### SET PROBLEM
Could you condense the paragraph in the court excerpt below that begins "The defendants have failed" into a short bulleted list of its main facts?

### EXCERPT PROVIDED
The defendants have failed in any way to meet their burden of establishing ownership to the disputed property. The specific items were used in the two special events promoted by Telemark (Birke and Lumberjack) and were further depreciated on the tax returns of Telemark. The further undisputed testimony of Vortanz places at least $12,100 in cash in the hands of Anthony Wise since the commencement of Chapter 7 proceedings in May 1984. He literally took the money from the debtor without any authority whatsoever.

§ 541. Property of the estate

(a) The commencement of a case under section 301, 302, or 303 of this title creates an estate. Such estate is comprised of all the following property, wherever located:

(1) Except as provided in subsections (b) and (c)(2) of this section, all legal or equitable interests of the debtor in property as of the commencement of the case.

Although appellants cite In Re White House Decorating Co., Inc., 607 F.2d 907 (10th Cir. 1979) to justify their position, nonetheless contrary to appellants' belief, they have not met their burden of proof of ownership of the personalty and the $12,367.16. Accordingly, the trustee need not produce evidence to contradict a burden which has never been met.

As in In Re Turner Ready Mix Co., Inc., 25 B.R. 39 (1982), Anthony Wise, the principal stockholder of Telemark, has failed to carry his burden of showing title to the property.

There are, of course, as the Bankruptcy Judge has indicated, several of the 305 ticketed items which are to be delivered by the trustee to the State Historical Society of Wisconsin, and reference is made to those items in defendants' Exhibit 5. The Court believes that the instruction of the Bankruptcy Judge is sufficient to accomplish the return of those items to the Society without this Court amending his directive.

### RECORD LIST
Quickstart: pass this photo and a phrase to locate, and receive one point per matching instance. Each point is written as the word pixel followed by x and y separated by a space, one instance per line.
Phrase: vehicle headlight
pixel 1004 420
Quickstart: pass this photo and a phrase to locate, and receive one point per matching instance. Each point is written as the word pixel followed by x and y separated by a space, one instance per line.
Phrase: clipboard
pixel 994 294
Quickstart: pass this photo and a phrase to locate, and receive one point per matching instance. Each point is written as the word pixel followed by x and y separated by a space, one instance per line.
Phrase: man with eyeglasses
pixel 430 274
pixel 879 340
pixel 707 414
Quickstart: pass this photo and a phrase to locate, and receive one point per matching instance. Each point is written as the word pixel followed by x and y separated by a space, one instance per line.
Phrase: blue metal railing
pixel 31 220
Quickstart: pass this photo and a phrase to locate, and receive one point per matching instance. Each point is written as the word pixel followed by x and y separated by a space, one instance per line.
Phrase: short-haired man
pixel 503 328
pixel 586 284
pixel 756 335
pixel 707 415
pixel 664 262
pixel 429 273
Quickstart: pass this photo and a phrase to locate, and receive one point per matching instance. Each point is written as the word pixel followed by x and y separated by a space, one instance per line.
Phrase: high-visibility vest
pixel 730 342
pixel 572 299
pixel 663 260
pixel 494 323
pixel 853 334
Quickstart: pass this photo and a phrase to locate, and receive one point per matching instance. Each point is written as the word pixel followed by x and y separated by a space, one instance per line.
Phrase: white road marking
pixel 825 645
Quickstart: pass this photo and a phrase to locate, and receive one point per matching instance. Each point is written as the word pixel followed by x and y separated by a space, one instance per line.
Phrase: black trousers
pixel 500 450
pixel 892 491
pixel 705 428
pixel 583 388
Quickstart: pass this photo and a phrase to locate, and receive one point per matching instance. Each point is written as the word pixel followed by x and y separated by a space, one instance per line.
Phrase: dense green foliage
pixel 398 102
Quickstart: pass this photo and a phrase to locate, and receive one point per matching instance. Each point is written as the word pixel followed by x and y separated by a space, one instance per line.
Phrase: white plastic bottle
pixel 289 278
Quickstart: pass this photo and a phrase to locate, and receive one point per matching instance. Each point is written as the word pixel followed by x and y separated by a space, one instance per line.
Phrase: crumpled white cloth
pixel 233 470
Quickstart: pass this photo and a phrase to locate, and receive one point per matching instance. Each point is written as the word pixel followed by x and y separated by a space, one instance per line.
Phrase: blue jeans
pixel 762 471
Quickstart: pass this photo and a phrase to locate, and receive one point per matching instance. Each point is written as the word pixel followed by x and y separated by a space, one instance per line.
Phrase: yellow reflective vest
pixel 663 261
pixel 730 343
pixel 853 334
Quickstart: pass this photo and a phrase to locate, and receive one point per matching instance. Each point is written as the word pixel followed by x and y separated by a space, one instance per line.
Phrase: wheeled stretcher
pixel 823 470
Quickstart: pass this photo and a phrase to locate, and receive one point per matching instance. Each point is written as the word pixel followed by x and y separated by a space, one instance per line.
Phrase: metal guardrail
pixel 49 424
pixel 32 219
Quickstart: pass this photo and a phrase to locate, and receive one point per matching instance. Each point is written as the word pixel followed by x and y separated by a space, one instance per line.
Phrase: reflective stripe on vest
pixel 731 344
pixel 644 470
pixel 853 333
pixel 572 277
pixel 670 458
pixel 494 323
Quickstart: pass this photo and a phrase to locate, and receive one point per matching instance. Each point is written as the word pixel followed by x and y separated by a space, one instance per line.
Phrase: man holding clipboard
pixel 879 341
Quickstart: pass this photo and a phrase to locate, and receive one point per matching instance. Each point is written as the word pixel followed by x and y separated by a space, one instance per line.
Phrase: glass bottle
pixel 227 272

### CORRECT RESULT
- The defendants did not meet their burden of establishing ownership of the disputed property.
- The items were used in two special events Telemark promoted (Birke and Lumberjack) and were depreciated on Telemark's tax returns.
- Undisputed testimony from Vortanz places at least $12,100 in cash in Anthony Wise's hands since Chapter 7 proceedings began in May 1984.
- Wise took that money from the debtor without any authority.